Dataset excerpts on pointing at objects
----

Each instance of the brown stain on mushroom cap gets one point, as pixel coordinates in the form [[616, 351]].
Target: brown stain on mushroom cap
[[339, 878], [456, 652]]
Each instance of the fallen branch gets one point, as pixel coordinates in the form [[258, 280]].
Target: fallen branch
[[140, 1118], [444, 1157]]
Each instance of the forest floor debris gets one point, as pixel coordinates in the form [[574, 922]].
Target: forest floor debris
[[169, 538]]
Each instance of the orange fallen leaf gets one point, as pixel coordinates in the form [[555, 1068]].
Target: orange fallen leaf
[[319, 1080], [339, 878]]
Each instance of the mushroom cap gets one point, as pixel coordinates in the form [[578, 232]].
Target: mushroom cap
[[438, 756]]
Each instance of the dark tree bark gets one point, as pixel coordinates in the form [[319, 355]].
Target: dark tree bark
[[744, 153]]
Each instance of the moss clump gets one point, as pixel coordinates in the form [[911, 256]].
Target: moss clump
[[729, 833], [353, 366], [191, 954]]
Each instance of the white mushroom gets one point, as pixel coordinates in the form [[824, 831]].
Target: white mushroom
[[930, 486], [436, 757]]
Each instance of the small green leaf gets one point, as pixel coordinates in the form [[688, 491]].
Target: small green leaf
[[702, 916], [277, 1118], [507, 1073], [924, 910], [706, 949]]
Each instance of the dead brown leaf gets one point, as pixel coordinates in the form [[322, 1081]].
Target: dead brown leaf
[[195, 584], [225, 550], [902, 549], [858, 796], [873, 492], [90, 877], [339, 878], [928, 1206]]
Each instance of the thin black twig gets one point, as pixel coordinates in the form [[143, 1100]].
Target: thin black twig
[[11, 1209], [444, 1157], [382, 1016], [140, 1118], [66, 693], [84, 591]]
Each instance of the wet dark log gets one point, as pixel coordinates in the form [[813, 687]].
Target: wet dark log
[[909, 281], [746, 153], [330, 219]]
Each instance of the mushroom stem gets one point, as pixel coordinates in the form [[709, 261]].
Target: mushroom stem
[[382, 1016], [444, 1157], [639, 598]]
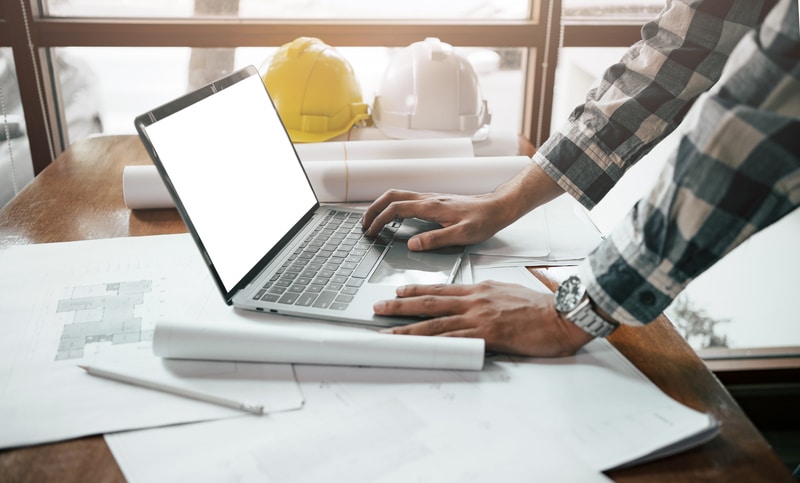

----

• **WORK TO BE COMPLETED**: Rewrite all of the rows above, replacing "pixel coordinates" with "image coordinates" wherever it appears and leaving everything else unchanged. Leave the picture out of your answer.

• **WORKED SOLUTION**:
Each instance of the brown stain on mushroom cap gets one point, as image coordinates in the form [[616, 351]].
Target: brown stain on mushroom cap
[[339, 878], [456, 652]]
Each instance of the fallen branch gets one point, as image coordinates in the form [[258, 280]].
Target: fallen branch
[[140, 1118], [444, 1157]]
Each instance of the forest floor debris gets one point, as image coordinates in the form [[574, 922]].
Target: forest floor debris
[[169, 538]]
Each instance of the orange fallen leaf gets one point, as image coordinates in the form [[555, 1068]].
Target: orange fallen leaf
[[319, 1080], [339, 878]]
Each instance of the mushroom cap gets one point, as image coordinates in the form [[578, 232]].
Target: mushroom cap
[[438, 756]]
Each instance of the dark tree bark gets one point, as image coordinates in the form [[319, 355]].
Target: dark tree bark
[[744, 153]]
Each instance of the moss clump gets one point, as image coordinates in the form [[911, 256]].
Target: moss clump
[[729, 833], [353, 366], [191, 954]]
Each instance of the white mushroom gets one point, as image coordinates in the form [[824, 831]].
Target: white mushroom
[[930, 486], [436, 757]]
Each instance of the small green leaf gets one point, as image coordinates in the form [[688, 491]].
Target: small green leaf
[[702, 916], [277, 1118], [507, 1073], [924, 910], [706, 949]]
Each instance of the dead brown leaf gets one point, as image coordinates in the form [[322, 1081]].
Target: dead brown leaf
[[195, 584], [225, 550], [902, 549], [858, 796], [873, 492], [90, 877], [339, 878], [928, 1206]]
Each instance of the thin black twig gets one point, as image coordinates in the form [[143, 1100]].
Target: thin black twig
[[11, 1209], [444, 1157], [382, 1016], [140, 1118], [66, 693], [84, 591]]
Each instance of the wet dark log gets one point, as image coordinates in the form [[813, 687]].
Target: wet dark log
[[909, 281], [746, 153], [330, 219]]
Each instance of the mushroom stem gets one point, as image coordinates in the form [[709, 261]].
Target: mushroom stem
[[382, 1016], [444, 1157], [639, 598]]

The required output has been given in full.